Task to complete
An exact restatement of the data below, with the pictures removed, is the required answer.
:::
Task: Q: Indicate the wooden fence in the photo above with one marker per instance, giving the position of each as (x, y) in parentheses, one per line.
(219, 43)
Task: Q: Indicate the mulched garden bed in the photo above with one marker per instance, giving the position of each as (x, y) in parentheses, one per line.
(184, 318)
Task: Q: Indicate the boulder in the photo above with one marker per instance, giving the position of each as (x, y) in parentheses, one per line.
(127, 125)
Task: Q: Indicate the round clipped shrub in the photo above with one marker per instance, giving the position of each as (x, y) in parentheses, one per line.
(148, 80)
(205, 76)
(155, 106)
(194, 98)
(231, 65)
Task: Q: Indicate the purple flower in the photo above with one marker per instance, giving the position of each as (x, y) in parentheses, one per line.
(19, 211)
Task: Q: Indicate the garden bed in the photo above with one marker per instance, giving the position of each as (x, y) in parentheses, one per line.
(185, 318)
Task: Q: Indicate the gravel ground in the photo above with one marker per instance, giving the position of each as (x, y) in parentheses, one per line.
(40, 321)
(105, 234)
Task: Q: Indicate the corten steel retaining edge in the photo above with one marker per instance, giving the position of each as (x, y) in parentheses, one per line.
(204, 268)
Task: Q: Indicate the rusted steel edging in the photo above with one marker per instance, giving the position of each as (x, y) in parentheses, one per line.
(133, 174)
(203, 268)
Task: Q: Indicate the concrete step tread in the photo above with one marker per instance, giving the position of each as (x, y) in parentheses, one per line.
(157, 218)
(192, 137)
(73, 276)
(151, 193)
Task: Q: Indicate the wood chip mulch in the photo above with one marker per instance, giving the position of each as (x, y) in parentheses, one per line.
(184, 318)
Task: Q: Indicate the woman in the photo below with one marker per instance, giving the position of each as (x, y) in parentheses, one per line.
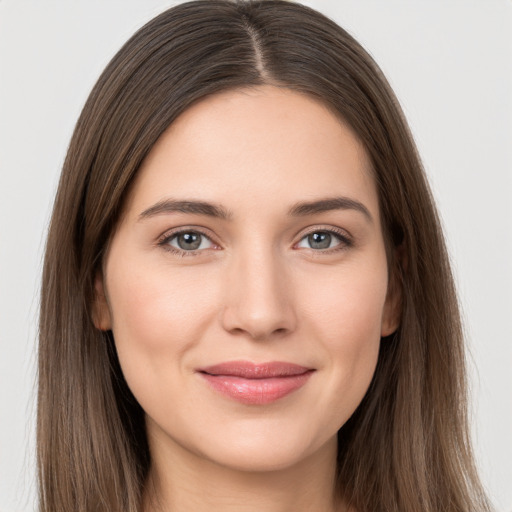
(246, 302)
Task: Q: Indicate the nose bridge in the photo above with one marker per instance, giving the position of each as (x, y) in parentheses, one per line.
(259, 300)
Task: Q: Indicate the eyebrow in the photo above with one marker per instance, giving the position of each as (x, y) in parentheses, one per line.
(196, 207)
(301, 209)
(329, 204)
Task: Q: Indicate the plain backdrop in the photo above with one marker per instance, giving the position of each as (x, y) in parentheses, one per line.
(450, 63)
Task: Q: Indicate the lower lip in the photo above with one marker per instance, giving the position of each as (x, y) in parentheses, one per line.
(256, 391)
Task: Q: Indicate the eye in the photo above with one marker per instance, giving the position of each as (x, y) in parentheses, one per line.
(322, 240)
(188, 241)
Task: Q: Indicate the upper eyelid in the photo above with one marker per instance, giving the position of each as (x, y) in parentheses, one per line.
(171, 233)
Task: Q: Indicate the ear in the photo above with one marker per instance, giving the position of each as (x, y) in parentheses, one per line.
(393, 306)
(101, 316)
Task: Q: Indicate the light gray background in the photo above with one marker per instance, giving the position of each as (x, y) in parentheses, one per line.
(450, 63)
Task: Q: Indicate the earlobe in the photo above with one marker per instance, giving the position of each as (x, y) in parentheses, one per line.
(101, 316)
(392, 312)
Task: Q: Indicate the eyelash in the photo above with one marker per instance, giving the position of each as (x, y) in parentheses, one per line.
(345, 241)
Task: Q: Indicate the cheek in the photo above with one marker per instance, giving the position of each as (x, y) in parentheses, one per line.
(158, 315)
(346, 320)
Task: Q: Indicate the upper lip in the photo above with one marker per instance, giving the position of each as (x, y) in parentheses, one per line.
(249, 370)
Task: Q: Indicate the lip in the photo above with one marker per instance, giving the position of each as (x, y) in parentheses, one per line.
(256, 383)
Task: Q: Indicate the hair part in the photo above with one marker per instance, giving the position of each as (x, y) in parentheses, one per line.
(407, 445)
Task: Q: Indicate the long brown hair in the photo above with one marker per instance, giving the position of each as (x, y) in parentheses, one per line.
(406, 448)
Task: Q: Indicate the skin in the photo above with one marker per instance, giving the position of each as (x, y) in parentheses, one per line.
(255, 290)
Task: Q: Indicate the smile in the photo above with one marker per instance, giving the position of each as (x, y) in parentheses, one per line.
(256, 384)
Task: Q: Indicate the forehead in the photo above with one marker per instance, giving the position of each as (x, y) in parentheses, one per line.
(256, 146)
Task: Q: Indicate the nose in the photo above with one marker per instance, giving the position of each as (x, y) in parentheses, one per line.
(259, 297)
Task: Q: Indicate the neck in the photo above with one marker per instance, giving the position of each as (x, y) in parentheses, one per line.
(181, 481)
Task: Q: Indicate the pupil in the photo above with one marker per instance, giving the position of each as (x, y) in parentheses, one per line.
(319, 240)
(189, 241)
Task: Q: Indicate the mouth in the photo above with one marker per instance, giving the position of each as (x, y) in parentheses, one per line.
(256, 384)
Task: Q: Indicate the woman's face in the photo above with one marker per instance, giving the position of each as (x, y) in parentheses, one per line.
(246, 285)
:::
Solution to this exercise
Task: Q: Indicate the wooden fence in the photo above with one marker per instance, giving the position of each as (x, y) in parentheses, one per line.
(219, 43)
Task: Q: Indicate the mulched garden bed in the photo above with one marker per instance, giving the position of each as (x, y) in parentheses, one per line.
(184, 318)
Task: Q: Indicate the boulder in the photo above with one marker per instance, giving the position of each as (x, y) in parentheses, one per line.
(127, 125)
Task: Q: Indicate the round clipped shrub in the photo above with one marker per instance, giving the position of each as (x, y) in parentheses, one per line.
(148, 80)
(205, 76)
(155, 106)
(194, 98)
(231, 65)
Task: Q: Indicate the purple flower in the photo above with one marker per instance, giving the position of each as (x, y) in parentheses, one per line.
(19, 211)
Task: Q: Indicate the garden bed in the photo above with one marker per instance, giving the position of each as (x, y) in parentheses, one per line.
(185, 318)
Task: Q: Indicate the gravel ground in the photo above with one marker per instance, giving the position of each as (x, y) in parentheses, one per line.
(40, 321)
(105, 234)
Task: Q: Indicate the corten steel retaining edge in the photo above with one marker per instance, giving the position of each as (x, y) in parentheses, one per line.
(204, 268)
Task: Q: Indicate the rusted steel edging in the photo above with one marker per instance, giving the position of each as (x, y) in parentheses, one per line.
(133, 174)
(203, 268)
Task: Q: Indicate the concrete step tread in the photo above with one marker per instance, giving the position of each as (x, y) in parentheses, one per line.
(157, 218)
(192, 137)
(73, 276)
(151, 193)
Task: Q: Indicate the wood chip mulch in the photo above with one marker per instance, giving the position of each as (x, y) in parentheses, one per line.
(184, 318)
Task: Q: Indicate the woman in the photo below with one marker per instance, giving the position of each as (x, y) in parentheses, one per line.
(246, 302)
Task: Q: Indicate the nose bridge in the photo above with one marker per instance, giving the position of each as (x, y) in parentheses, one per line.
(259, 300)
Task: Q: Indicate the eyebrow in the photo above with one marker per instance, giving the position of each as (x, y) in parentheses, one per line.
(196, 207)
(301, 209)
(329, 204)
Task: Q: Indicate the plain backdrop in the photo above with one marker per instance, giving the position of each as (x, y) in parentheses, one per line.
(450, 63)
Task: Q: Indicate the lower lip in the photo above with one marker per instance, giving the position of each as (x, y) in parentheses, one per line.
(256, 391)
Task: Q: Indicate the eye in the photo above with one marker per instance, giving the position of each as (x, y) in parentheses, one per line.
(322, 240)
(188, 241)
Task: Q: Indicate the upper eyelid in the photo above with one marker per instance, giving the position of each as (x, y) in parentheses, one per line.
(171, 233)
Task: Q: Indicate the ear in the photo above with one marker per instance, giving the position of each as (x, y) in parentheses, one per line.
(393, 306)
(101, 316)
Task: Q: Indicate the light gray background in the photo above with one marker per instance, giving the position of each as (x, y) in parentheses, one per line.
(450, 63)
Task: Q: Indicate the earlobe in the photo above with one marker per instance, giving the position of each as (x, y) in parentheses, one per line.
(101, 316)
(392, 312)
Task: Q: Indicate the eyelash in the photo above with one marker per instance, giving the position of each as (x, y) in parentheses, one per line.
(345, 241)
Task: Q: Indicate the cheek in the photo above with one marker per instance, giving the position of each as (x, y) in parentheses, one per line.
(158, 315)
(346, 320)
Task: Q: Indicate the upper lip in the photo above with one marker per instance, giving the position of each as (x, y) in parentheses, one per line.
(249, 370)
Task: Q: Indicate the lip in the photo above with one marker per instance, giving the position of each as (x, y) in parentheses, one per line.
(256, 383)
Task: Q: Indicate the hair part in the photo above with one marker per instance, giving the position of each as (x, y) in parentheses, one per line.
(407, 445)
Task: Q: Indicate the long brown hair in the photo above with one marker per instance, giving the position of each as (x, y) in parentheses, one per line.
(406, 448)
Task: Q: Indicate the skin in the photo above with one marker per instance, giving the position of each as (x, y) in parentheses, one per line.
(255, 290)
Task: Q: Indicate the smile in the photo above with one marker per instance, giving the position of each as (x, y) in parentheses, one per line.
(256, 384)
Task: Q: Indicate the forehead in the photo above with one marker per instance, giving the position of each as (x, y) in parentheses, one per line.
(256, 146)
Task: Q: Indicate the nose in the photo above with one marker per instance, giving the position of each as (x, y) in parentheses, one per line.
(259, 297)
Task: Q: Indicate the neck in the photo above with one marker per instance, giving the position of each as (x, y) in parentheses, one per line.
(181, 481)
Task: Q: Indicate the pupil in the photo above with one marker per instance, giving the position of each as (x, y) in parentheses, one per line.
(319, 240)
(189, 241)
Task: Q: Indicate the mouth in the photo above with one marker per instance, giving the position of each as (x, y) in parentheses, one per line.
(256, 384)
Task: Q: Indicate the woman's face in the photo above with one marker per instance, giving the position of each as (x, y) in parentheses, one per line.
(246, 285)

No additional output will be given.